--- RECORDED DATA ---
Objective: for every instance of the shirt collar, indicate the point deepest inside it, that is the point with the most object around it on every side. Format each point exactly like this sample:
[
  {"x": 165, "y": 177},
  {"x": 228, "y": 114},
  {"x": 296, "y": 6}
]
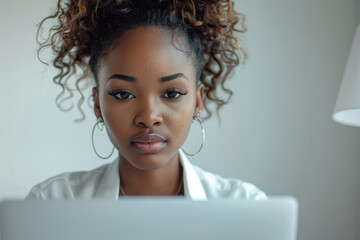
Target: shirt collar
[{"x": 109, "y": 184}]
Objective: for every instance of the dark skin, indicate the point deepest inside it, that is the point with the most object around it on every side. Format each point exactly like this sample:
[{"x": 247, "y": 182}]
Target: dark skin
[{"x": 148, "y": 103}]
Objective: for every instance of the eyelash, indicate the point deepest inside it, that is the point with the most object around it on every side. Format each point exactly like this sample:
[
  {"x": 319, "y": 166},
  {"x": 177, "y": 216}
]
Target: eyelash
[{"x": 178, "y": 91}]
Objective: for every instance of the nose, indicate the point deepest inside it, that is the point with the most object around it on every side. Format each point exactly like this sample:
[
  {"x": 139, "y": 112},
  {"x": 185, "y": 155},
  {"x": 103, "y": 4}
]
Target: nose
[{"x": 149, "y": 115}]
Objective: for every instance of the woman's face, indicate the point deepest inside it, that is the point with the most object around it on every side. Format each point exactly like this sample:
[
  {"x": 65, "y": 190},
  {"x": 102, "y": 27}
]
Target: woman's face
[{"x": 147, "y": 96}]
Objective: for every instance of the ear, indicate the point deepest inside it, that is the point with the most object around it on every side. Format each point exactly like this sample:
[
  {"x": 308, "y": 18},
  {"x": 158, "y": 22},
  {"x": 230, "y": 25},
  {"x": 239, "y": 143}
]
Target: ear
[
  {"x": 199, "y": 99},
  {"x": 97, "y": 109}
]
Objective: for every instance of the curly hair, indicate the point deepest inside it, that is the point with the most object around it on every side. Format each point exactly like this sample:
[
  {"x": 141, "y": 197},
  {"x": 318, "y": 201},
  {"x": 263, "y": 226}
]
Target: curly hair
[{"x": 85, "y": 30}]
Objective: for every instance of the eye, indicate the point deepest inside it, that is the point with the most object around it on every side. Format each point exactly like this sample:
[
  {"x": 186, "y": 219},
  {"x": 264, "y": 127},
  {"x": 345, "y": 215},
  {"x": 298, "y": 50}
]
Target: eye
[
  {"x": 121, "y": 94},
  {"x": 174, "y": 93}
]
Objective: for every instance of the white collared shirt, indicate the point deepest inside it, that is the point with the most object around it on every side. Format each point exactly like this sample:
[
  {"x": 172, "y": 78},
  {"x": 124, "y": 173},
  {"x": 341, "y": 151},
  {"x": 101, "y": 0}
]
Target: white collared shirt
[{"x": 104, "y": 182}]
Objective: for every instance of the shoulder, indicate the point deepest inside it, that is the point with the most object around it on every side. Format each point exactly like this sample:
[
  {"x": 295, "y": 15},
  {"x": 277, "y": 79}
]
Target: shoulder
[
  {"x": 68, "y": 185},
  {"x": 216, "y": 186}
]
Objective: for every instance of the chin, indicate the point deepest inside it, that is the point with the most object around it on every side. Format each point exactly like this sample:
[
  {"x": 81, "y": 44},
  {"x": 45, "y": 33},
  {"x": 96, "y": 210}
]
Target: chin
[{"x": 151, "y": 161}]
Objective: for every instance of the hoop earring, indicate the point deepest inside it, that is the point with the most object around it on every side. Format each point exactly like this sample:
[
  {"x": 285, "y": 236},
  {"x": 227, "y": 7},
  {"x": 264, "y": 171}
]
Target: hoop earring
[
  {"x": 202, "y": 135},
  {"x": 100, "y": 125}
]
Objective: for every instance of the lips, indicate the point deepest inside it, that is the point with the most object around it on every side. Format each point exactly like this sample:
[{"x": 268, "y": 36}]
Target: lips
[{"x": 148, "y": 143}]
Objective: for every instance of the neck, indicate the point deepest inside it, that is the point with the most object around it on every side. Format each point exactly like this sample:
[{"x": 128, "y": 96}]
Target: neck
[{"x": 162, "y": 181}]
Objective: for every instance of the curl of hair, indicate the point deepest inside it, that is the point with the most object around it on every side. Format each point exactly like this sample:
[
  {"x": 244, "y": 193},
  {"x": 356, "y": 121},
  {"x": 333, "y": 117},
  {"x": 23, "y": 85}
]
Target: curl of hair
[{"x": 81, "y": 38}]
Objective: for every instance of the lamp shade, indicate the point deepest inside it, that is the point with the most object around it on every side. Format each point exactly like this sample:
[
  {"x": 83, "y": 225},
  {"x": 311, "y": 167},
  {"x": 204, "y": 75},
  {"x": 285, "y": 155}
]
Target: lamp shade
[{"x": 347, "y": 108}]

...

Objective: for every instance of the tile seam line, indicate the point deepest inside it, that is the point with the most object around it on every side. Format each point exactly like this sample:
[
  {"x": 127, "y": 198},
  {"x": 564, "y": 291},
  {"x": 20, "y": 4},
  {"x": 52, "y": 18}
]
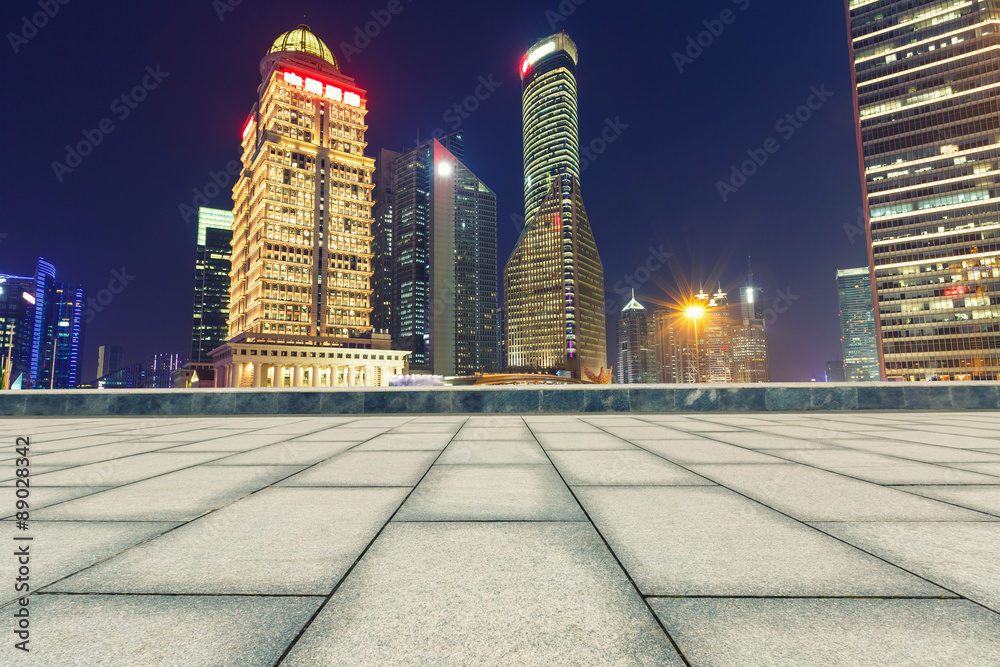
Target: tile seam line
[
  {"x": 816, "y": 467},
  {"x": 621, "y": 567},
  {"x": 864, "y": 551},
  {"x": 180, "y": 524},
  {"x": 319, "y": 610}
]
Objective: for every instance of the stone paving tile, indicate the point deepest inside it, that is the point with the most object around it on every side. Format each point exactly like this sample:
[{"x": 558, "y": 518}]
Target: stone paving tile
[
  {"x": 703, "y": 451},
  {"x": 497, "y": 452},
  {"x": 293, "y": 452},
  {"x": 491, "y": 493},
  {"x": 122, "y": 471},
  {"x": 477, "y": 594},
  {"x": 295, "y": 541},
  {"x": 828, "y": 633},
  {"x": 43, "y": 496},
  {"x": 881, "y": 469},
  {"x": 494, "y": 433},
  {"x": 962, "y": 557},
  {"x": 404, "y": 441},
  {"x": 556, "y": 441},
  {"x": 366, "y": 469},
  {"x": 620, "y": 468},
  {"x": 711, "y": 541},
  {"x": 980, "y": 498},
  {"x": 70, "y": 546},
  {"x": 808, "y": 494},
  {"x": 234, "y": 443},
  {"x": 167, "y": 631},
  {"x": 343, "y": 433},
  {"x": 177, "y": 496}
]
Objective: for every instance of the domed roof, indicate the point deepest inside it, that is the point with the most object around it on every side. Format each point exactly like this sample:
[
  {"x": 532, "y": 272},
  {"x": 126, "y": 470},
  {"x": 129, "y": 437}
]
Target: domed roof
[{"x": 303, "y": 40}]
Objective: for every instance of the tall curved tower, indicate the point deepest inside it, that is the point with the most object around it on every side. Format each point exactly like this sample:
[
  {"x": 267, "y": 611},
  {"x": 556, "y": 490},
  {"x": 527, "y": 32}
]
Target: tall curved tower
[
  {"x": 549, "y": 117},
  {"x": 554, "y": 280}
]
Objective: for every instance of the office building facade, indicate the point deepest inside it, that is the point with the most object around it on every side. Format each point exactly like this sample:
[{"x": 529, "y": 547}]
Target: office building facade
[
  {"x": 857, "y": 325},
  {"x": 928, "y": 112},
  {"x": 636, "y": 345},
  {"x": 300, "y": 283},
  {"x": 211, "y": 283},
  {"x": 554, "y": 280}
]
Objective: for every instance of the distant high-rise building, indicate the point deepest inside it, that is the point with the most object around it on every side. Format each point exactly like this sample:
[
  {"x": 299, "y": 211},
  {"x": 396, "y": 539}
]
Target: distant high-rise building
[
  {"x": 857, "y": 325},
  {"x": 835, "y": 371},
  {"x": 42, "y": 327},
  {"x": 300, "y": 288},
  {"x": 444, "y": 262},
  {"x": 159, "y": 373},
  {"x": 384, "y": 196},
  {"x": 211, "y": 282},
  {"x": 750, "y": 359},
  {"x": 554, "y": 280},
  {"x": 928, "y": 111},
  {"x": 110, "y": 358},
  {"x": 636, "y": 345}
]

---

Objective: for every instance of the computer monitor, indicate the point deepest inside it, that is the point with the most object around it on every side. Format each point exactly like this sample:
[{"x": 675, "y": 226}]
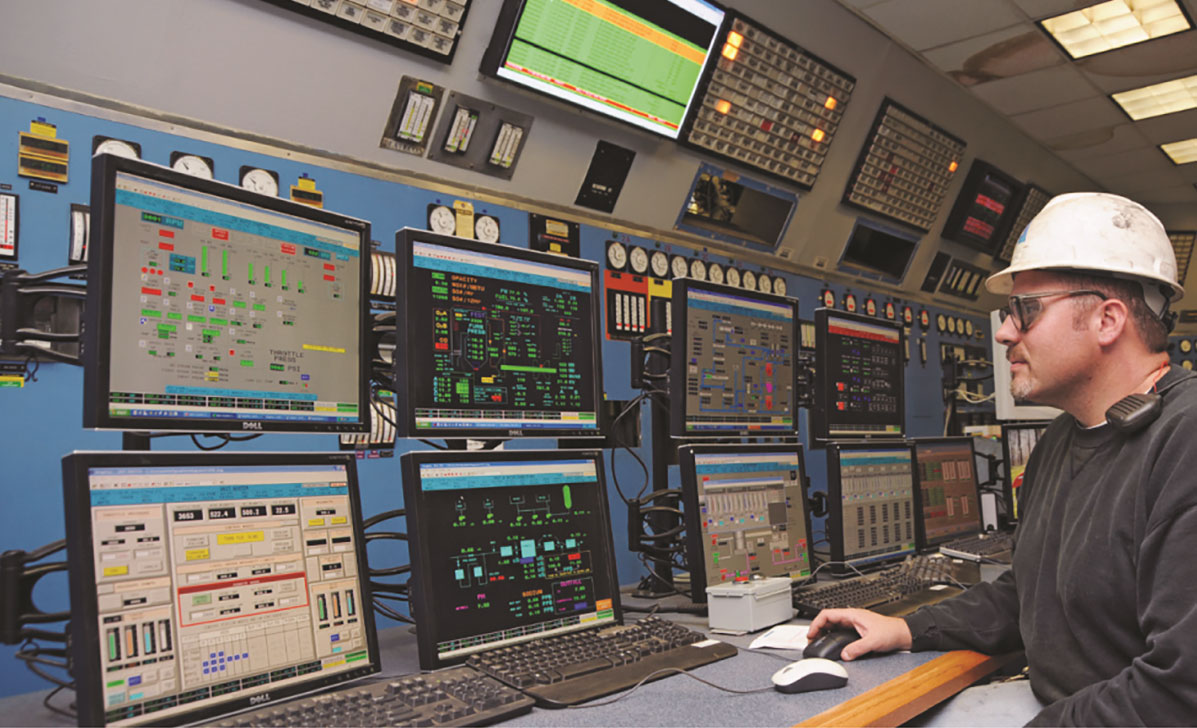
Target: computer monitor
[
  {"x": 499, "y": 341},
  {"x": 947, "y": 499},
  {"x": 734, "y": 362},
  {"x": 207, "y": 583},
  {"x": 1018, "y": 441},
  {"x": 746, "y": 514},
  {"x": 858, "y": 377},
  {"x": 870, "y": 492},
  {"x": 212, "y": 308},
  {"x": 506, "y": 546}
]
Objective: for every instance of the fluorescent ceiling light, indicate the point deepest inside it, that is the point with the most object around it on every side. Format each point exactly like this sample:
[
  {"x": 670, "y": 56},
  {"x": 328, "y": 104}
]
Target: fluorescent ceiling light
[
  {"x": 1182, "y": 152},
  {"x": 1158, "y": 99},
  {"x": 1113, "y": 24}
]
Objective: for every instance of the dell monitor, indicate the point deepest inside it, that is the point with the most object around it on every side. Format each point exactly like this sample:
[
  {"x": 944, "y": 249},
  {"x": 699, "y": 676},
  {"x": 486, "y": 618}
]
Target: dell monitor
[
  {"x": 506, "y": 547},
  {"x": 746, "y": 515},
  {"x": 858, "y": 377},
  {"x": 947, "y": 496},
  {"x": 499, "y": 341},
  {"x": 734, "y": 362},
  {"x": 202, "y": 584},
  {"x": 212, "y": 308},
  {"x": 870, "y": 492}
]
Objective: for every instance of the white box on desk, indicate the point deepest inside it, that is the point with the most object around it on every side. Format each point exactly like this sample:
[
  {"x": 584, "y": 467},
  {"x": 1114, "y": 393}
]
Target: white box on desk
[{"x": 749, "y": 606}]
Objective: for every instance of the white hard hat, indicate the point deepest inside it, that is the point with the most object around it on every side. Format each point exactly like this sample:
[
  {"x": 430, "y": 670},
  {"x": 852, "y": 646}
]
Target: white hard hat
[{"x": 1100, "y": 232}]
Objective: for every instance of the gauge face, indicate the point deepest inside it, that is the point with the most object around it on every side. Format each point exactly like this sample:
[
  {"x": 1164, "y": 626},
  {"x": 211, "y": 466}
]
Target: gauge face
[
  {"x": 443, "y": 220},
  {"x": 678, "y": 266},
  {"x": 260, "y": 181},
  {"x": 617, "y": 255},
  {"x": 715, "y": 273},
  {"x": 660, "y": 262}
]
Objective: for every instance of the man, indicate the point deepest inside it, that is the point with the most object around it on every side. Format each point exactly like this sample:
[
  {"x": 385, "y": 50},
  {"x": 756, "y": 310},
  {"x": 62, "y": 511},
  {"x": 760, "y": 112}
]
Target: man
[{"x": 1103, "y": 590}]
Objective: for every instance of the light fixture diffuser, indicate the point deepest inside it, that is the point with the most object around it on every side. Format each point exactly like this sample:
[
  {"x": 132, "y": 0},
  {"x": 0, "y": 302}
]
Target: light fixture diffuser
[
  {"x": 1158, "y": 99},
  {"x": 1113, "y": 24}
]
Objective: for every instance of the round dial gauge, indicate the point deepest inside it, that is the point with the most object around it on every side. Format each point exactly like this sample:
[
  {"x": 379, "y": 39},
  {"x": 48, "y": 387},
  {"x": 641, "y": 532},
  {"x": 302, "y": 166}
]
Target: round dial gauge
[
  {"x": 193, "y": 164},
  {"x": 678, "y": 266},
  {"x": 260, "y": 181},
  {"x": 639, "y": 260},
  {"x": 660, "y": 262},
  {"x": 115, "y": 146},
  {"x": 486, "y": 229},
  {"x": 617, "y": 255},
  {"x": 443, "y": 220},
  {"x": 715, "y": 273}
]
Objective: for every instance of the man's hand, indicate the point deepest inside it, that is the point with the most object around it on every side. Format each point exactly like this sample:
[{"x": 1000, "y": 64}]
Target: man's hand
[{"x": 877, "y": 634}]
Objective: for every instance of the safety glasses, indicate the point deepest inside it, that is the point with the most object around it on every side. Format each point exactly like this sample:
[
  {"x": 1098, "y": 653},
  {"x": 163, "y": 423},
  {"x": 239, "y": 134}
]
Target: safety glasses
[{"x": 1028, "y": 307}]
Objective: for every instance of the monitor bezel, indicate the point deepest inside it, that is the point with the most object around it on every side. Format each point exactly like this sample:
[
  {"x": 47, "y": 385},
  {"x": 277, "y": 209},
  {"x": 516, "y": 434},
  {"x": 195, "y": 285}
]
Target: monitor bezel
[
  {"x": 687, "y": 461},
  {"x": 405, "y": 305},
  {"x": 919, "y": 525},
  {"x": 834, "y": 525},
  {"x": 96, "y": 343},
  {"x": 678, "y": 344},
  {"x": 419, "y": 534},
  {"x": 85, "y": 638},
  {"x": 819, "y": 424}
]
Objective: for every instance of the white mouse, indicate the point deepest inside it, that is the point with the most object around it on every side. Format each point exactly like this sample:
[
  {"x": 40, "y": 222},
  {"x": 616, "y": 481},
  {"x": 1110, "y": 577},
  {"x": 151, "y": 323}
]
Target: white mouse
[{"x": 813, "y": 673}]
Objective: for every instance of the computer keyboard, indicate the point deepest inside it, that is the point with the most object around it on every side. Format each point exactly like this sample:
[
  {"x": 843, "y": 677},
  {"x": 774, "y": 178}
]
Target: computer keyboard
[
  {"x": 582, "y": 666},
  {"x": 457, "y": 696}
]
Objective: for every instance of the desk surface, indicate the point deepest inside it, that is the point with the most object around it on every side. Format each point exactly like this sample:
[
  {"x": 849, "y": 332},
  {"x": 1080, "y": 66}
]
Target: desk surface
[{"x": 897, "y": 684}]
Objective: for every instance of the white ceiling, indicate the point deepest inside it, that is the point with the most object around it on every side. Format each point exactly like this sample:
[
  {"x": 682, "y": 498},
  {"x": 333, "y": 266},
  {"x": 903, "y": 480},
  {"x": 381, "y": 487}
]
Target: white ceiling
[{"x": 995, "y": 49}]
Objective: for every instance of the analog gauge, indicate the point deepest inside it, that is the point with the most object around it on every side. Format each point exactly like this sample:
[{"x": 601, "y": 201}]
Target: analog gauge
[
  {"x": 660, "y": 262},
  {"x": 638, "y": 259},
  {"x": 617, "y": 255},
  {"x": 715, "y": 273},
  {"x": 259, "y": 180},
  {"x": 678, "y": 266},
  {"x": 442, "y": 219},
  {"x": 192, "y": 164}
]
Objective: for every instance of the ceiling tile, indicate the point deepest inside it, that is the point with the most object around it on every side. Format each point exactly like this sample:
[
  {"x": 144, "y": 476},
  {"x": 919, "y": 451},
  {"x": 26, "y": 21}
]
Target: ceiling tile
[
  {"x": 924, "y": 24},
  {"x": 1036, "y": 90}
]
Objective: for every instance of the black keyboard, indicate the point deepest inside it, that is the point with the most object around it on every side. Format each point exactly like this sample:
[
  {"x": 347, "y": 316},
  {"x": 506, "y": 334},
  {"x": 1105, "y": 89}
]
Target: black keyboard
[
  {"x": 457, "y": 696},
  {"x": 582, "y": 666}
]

--- WHAT THE TASK ASKS ---
The answer is the lines of the material above, from the one containing "Objective: for every instance of the shirt" down to the one containing "Objective: for every instance of the curly", given exactly and without images.

--- RESPONSE BELOW ---
Objective: for every instance of the shirt collar, indicate the point deepest inside it, that is the point with the most object around it on every side. Format each point exactly like this sample:
[
  {"x": 165, "y": 177},
  {"x": 228, "y": 114},
  {"x": 296, "y": 6}
]
Target: shirt collar
[{"x": 109, "y": 184}]
Objective: for every instance of the dark skin, indicate the point deepest inside it, that is the point with the most object around it on every side. Format each point exactly like this sample:
[{"x": 247, "y": 182}]
Target: dark skin
[{"x": 148, "y": 103}]
Objective: for every instance of the eyelash, indicate the point deepest inside it, that is the point with the most object around it on every side. Format each point exactly like this sample:
[
  {"x": 319, "y": 166},
  {"x": 177, "y": 216}
]
Target: eyelash
[{"x": 178, "y": 91}]
Objective: for every instance of the nose, indicate the point deepest inside it, that is the point with the most object around it on every side. Format each point exactly like this sample:
[
  {"x": 139, "y": 112},
  {"x": 185, "y": 155},
  {"x": 103, "y": 4}
]
Target: nose
[{"x": 149, "y": 115}]
Objective: for every instance of the woman's face, indicate the point deepest inside it, that is the point with the most object around it on every side. Format each point exactly like this sample:
[
  {"x": 65, "y": 190},
  {"x": 102, "y": 27}
]
Target: woman's face
[{"x": 147, "y": 96}]
Objective: for every instance of the ear, indicate the point deepest inside it, that is the point with the most object around it on every side. Format each point exactly like this sample:
[
  {"x": 308, "y": 18},
  {"x": 158, "y": 22},
  {"x": 230, "y": 25},
  {"x": 239, "y": 143}
]
Target: ear
[
  {"x": 199, "y": 99},
  {"x": 97, "y": 109}
]
Objective: for every instance of the curly hair, indicate the point deepest inside it, that is the point with the most object around it on every side. Format each point exactly like this sample:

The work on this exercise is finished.